• 할 일: 아래 행에서 "the black leggings" 부분이 들어 있는 줄부터 행의 맨 끝까지를 JSON 문자열 목록으로 나타내세요. 한 줄마다 문자열 하나로 하고 빈 줄은 넣지 마세요.

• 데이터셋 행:
+++

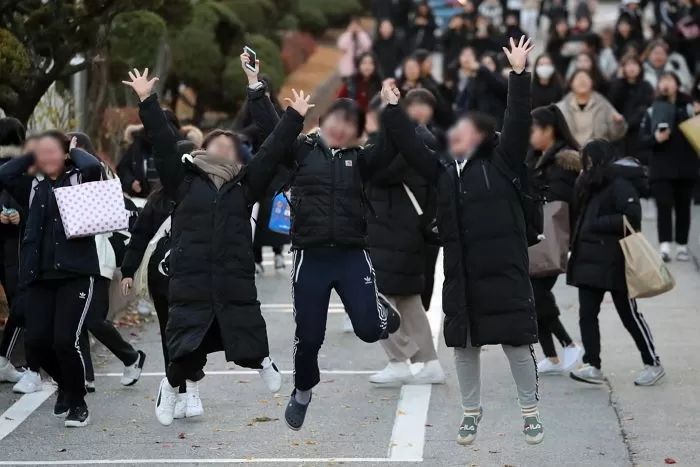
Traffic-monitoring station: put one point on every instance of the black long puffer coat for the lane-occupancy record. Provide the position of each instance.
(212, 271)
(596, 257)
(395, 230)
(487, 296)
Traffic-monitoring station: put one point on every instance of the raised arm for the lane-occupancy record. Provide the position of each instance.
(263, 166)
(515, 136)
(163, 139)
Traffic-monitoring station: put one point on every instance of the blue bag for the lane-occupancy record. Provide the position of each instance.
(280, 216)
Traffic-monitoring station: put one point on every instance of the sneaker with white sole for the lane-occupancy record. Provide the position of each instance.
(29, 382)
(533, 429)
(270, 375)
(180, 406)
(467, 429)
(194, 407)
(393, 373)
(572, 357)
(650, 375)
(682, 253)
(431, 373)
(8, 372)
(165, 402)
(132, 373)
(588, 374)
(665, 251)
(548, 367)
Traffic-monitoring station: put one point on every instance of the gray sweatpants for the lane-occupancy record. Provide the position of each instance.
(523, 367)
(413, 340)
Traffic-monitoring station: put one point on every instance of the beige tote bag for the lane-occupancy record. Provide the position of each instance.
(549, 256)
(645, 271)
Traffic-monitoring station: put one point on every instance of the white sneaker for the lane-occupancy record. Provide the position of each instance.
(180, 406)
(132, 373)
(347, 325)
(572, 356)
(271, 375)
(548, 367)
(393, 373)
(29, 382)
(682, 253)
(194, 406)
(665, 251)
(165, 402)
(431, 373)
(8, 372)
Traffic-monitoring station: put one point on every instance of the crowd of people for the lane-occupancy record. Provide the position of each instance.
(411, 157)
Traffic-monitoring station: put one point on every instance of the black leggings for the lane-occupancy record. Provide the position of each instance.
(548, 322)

+++

• 풀이 결과:
[
  "Traffic-monitoring station: put one point on every instance of the black leggings for the lane-occupancy record. Provide the position of each instance.",
  "(548, 322)"
]